DUBAI: Network International, the UAE payments processor, has committed to a London IPO next month in what would be the UK’s first big share sale of the year.
The company intends to have a free float of at least 25 percent and admission to the London Stock Exchange is expected to take place in April, Network International said in a regulatory filing on Thursday.
The planned share sale comes at an uncertain time in the UK where there is still no clarity around whether Britain will leave the EU or not at the end of the month.
VPS Healthcare, the Abu Dhabi-based hospital operator, is reconsidering plans to list in London due to uncertainty surrounding Brexit, Bloomberg reported on Thursday citing a person familiar with the matter.
The company, which operates hospitals in the Middle East, was said to be also considering listing in the US or Singapore.
Emirates NBD, Dubai’s biggest bank, owns 51 percent of Network International while Warburg Pincus and General Atlantic jointly own the rest.
The share sale will be a key test of investor demand for new listings in London after a subdued 2018 across most European markets.

Records from a data collection:
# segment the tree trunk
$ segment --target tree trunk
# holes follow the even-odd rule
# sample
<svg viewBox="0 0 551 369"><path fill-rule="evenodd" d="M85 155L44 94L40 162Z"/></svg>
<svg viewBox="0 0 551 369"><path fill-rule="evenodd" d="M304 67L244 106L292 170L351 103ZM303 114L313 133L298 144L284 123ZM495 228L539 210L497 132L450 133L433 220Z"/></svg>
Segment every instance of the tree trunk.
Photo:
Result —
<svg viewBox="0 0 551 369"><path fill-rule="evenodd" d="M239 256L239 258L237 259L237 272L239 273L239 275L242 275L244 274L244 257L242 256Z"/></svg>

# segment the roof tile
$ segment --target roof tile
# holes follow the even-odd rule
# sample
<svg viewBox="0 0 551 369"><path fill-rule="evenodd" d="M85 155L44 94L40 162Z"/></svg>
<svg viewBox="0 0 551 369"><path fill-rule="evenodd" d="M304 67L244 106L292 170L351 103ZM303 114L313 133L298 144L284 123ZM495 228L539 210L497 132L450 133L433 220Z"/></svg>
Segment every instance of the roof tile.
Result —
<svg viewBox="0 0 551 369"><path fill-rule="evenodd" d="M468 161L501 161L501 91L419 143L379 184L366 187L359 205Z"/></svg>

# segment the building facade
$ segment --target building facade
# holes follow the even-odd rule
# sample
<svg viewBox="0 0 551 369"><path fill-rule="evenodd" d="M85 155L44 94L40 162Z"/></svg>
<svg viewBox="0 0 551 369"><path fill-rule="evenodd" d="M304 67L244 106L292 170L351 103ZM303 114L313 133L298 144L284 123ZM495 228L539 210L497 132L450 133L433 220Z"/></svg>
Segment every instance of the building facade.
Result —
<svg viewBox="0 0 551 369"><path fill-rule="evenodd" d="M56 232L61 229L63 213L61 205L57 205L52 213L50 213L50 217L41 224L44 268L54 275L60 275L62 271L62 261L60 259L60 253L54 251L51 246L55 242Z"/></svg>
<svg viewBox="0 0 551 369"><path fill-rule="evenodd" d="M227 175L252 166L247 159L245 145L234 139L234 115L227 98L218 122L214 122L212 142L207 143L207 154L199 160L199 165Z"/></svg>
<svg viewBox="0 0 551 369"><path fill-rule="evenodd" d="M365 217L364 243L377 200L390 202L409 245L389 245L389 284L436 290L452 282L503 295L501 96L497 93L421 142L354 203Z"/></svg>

Exercise instructions:
A) Answer these questions about the article on Network International's London IPO:
(i) What minimum free float does the company intend to have?
(ii) Which company owns 51 percent of Network International?
(iii) Besides London, where was VPS Healthcare said to be considering a listing?
B) Go on with the article on Network International's London IPO, starting after its final sentence.
These records were taken from a separate source.

Per-task outputs:
A)
(i) At least 25 percent
(ii) Emirates NBD
(iii) The US or Singapore

B)
“Volatility has continued in recent months, driven by the uncertainty around trade between the US and China, the wider geopolitical climate and the potential end of the current bull run,” said Peter Whelan, partner and UK IPO Lead at PwC in a recent report.
“We are seeing a healthy number of companies preparing for an IPO in 2019 despite the ongoing Brexit negotiations which have clearly impacted IPO activity on the London market.”
The payment processor reported earnings of $298 million last year according to its website, up from $262 million a year earlier. It does not disclose net income figures.
The company handles digital payments across the Middle East, which generate three quarters of its total earnings.
Last year it processed some $40 billion in payments for more than 65,000 merchants.
Its key markets in the region include the UAE and Jordan it says that Saudi Arabia offers “significant opportunities.” It also offers services in 40 African countries with Egypt, Nigeria and South Africa being its most important segments on the continent.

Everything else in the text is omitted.